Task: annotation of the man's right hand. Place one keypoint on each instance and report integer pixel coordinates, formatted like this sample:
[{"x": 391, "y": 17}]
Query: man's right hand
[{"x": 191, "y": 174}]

--

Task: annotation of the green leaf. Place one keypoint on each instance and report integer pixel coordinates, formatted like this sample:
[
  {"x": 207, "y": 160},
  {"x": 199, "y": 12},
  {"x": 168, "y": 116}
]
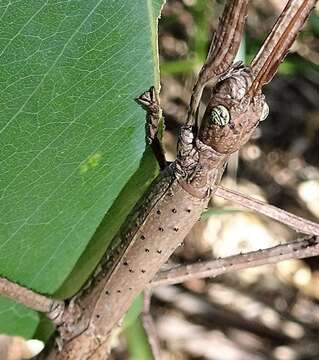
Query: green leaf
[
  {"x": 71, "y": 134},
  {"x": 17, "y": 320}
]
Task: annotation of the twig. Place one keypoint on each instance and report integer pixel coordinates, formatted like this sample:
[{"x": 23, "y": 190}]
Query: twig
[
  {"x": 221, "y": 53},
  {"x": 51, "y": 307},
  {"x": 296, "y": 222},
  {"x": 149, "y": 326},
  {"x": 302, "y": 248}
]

==

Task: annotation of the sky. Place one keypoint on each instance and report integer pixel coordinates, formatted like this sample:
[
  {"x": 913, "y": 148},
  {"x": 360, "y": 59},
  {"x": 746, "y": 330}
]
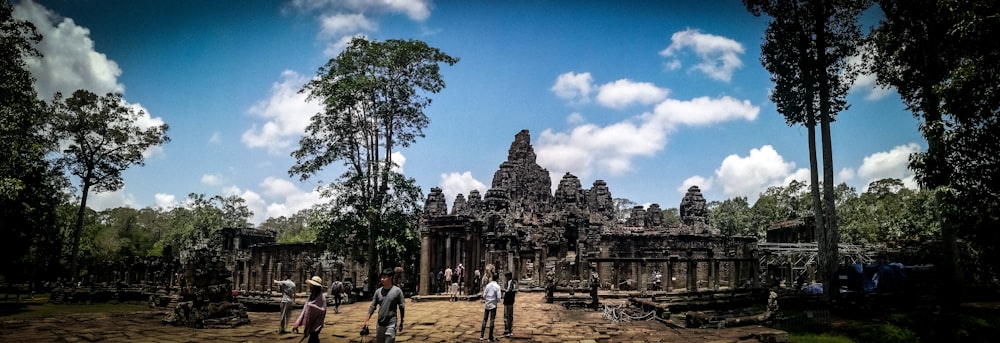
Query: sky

== TASK ==
Which lines above contain the word "hand"? Gather every one of them and copy each in full.

== EXERCISE SOLUTION ==
Task: annotation of the man's right hand. Place one keypoint on each instance and report integer pixel coordinates, formatted like this sample:
Query: man's right hand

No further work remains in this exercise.